_WHAT YOU ARE ASKED TO DO:_ Reproduce the data below verbatim from the line containing "Guideline: for each instance of the towel" through its final line, and produce nothing more.

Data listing
:::::

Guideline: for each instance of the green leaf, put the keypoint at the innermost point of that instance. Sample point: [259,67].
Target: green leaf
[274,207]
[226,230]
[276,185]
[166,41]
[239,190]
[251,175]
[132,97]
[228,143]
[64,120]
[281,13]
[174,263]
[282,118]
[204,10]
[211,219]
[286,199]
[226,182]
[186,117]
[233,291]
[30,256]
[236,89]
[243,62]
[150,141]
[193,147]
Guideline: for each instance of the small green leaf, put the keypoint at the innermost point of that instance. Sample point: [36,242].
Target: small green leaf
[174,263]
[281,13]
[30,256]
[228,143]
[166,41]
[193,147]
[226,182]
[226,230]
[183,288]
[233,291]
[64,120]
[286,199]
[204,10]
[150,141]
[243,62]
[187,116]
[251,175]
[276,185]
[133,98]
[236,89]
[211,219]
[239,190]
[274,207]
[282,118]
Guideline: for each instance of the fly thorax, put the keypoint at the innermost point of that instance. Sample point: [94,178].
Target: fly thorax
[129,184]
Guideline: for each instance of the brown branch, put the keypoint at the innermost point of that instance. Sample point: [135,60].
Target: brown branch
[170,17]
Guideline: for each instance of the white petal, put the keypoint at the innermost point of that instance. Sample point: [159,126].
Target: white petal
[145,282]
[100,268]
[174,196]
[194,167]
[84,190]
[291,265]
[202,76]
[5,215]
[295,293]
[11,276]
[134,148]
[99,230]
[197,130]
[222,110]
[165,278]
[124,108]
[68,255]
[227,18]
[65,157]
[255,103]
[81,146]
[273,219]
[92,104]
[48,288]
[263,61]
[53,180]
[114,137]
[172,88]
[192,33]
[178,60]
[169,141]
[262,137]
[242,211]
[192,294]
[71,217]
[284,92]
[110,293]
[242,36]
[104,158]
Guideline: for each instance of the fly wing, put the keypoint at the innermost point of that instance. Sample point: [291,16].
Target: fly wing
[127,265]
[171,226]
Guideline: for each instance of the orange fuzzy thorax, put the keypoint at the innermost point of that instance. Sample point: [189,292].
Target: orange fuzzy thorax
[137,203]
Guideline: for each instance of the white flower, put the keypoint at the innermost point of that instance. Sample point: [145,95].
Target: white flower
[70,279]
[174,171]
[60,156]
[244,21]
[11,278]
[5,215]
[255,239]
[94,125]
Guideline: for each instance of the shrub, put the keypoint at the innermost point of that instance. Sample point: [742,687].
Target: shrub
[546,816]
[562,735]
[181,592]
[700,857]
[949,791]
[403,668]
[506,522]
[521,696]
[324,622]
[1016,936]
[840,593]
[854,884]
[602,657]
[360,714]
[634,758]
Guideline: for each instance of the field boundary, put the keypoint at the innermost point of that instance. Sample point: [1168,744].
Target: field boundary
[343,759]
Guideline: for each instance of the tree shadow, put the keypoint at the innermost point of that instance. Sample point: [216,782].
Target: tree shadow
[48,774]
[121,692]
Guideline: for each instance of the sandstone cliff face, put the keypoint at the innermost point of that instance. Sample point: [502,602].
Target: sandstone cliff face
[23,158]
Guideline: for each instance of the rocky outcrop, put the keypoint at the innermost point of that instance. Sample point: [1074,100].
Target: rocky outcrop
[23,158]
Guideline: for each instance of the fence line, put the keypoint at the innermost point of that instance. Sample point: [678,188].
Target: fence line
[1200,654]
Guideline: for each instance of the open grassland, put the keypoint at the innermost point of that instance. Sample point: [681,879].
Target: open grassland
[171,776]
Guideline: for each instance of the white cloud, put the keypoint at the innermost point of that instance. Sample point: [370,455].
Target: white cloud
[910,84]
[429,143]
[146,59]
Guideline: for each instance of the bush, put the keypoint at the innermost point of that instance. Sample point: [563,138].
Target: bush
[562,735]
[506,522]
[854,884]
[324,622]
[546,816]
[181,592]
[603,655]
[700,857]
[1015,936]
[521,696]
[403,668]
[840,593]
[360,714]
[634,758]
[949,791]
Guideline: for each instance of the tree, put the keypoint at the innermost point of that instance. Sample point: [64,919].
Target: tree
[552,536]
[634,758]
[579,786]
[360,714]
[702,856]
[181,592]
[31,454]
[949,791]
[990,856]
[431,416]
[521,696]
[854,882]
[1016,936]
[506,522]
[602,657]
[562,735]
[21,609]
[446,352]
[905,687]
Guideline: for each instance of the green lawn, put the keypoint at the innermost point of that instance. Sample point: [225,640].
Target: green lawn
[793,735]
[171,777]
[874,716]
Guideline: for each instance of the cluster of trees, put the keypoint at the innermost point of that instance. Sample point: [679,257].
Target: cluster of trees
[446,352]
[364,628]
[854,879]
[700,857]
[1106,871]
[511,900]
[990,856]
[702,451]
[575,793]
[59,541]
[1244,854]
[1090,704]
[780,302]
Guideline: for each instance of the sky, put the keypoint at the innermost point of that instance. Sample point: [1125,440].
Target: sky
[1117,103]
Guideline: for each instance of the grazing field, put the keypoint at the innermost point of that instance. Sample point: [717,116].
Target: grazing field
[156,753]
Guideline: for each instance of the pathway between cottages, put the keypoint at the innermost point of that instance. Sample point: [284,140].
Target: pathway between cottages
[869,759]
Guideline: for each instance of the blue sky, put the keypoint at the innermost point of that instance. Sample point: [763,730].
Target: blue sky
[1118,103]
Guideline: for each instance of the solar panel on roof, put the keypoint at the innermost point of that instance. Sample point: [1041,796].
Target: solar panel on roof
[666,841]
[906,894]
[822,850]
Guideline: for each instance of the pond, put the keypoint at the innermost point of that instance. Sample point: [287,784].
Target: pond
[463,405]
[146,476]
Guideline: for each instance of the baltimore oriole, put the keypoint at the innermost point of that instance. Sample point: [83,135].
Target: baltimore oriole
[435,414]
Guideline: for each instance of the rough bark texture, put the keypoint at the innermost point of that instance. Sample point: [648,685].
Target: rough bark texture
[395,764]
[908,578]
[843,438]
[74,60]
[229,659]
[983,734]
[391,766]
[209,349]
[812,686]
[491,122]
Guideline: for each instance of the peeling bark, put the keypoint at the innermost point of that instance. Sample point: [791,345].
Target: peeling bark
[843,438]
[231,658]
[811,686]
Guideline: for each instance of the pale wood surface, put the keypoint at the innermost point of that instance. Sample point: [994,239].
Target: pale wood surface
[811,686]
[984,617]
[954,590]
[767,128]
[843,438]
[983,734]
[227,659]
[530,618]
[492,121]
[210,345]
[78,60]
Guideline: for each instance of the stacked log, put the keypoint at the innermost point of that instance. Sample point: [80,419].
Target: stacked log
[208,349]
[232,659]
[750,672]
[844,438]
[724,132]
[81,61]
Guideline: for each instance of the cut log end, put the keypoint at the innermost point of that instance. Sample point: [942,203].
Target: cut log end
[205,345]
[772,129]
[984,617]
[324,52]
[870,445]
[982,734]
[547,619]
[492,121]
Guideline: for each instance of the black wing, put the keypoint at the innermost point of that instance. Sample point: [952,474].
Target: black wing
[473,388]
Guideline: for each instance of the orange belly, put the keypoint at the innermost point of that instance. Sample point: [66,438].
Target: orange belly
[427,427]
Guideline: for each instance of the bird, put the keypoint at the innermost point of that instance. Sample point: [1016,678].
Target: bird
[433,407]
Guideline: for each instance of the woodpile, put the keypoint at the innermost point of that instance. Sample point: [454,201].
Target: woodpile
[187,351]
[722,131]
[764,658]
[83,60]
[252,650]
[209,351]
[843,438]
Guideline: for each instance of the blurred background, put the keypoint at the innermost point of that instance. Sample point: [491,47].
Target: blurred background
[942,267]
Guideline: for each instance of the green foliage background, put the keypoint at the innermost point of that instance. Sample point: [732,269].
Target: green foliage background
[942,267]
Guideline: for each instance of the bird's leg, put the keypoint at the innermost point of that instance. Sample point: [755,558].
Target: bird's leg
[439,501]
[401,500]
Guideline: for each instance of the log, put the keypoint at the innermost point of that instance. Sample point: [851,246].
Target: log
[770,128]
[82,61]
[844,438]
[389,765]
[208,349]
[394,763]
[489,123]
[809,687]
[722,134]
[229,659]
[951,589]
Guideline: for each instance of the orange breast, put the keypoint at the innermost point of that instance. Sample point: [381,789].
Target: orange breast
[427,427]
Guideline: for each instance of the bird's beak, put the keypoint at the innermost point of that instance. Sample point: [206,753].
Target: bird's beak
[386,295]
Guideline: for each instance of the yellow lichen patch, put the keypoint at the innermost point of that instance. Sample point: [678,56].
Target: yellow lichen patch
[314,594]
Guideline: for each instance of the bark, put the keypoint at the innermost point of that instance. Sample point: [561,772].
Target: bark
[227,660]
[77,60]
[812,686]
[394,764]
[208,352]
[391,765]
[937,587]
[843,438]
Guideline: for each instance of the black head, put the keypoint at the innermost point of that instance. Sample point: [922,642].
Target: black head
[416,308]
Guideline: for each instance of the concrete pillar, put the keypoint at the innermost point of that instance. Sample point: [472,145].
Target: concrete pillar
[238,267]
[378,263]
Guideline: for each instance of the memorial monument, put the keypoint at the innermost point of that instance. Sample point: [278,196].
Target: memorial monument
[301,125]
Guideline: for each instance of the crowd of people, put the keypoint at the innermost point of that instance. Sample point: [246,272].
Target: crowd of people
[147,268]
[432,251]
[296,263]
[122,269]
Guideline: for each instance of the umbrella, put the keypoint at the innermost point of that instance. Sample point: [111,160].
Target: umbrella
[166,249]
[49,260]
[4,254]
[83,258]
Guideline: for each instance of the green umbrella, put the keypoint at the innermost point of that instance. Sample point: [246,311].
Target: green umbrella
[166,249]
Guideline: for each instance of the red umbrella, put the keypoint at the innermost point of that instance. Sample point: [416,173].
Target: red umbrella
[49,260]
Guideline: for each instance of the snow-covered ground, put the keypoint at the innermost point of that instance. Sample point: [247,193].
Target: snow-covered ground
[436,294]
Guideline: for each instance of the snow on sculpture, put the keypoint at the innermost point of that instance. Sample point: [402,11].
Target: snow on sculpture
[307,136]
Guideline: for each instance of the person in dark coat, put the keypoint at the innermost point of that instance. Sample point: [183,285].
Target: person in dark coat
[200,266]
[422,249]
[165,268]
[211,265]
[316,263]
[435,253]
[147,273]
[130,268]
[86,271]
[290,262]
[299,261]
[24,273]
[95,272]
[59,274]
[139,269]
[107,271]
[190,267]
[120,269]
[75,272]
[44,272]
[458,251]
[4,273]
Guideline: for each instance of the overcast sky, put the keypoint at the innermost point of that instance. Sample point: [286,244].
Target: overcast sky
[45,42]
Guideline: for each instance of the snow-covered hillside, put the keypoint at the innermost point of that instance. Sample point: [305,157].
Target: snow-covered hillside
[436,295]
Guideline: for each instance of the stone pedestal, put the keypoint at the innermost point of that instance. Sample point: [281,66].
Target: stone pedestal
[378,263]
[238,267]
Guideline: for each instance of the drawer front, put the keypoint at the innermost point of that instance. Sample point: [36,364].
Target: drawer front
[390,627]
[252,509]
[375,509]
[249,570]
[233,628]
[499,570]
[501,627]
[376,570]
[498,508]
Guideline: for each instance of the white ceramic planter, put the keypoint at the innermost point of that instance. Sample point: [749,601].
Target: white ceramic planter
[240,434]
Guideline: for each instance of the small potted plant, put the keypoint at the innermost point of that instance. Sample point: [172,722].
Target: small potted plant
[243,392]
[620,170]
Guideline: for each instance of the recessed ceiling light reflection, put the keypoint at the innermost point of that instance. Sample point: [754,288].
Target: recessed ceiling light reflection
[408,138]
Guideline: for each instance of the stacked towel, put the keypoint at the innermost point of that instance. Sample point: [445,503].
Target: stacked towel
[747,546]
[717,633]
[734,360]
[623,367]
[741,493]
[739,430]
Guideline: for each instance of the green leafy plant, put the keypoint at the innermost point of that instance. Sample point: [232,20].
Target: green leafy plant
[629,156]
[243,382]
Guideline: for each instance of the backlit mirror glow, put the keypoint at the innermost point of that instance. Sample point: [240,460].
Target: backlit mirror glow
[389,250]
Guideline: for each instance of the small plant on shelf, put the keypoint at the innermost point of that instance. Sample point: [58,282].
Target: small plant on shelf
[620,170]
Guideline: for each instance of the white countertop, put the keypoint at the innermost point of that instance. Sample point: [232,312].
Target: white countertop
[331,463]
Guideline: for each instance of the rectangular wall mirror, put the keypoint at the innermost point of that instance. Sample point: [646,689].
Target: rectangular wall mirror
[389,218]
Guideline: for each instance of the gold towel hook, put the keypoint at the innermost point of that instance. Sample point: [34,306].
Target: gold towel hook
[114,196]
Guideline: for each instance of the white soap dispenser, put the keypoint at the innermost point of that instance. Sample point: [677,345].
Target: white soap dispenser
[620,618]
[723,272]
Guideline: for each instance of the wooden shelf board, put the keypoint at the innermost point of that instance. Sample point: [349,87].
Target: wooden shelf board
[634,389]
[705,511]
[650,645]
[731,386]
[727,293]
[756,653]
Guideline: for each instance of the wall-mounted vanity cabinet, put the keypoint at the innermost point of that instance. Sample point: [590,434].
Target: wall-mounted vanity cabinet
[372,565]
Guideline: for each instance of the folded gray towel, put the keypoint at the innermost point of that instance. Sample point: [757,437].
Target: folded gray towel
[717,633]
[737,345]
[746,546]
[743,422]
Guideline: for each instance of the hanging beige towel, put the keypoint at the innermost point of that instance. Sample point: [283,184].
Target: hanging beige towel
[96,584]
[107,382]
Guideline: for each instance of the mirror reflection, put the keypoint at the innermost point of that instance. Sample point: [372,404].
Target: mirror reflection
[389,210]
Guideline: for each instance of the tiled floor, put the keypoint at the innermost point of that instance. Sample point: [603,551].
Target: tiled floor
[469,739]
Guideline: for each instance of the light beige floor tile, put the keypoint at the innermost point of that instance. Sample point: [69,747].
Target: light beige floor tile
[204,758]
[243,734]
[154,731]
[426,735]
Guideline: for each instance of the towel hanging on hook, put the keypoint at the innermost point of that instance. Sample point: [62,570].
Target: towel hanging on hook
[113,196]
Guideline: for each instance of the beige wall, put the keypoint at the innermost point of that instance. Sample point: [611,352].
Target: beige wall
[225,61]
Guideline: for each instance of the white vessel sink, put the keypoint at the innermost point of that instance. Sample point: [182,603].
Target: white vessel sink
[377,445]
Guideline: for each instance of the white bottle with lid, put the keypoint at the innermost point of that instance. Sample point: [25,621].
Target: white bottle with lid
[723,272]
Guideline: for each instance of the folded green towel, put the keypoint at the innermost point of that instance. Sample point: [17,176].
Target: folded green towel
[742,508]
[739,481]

:::::

_REPLY TO THE TASK:_
Guideline: for each instance of the towel hanging on hook, put the keypoint at the innermost point of that instance. Sample point: [62,570].
Target: towel hanging on hook
[113,196]
Guideline: for each instance of the beige wall, put the keypoint at the innermost point of that instance. Sample point: [611,352].
Target: beige wall
[225,61]
Guideline: for each instance of the white vessel sink, put the keypoint at the innermost point of that instance. Sample point: [182,603].
Target: white vessel sink
[377,445]
Guideline: for each instance of the white bottle with lid, put the keypoint at the innermost point of that instance. Sample point: [25,621].
Target: white bottle with lid
[723,272]
Guideline: for each instance of the folded green towel, put the keypoint at the innermost point of that instance. Sample point: [17,176].
Target: folded green towel
[742,508]
[739,481]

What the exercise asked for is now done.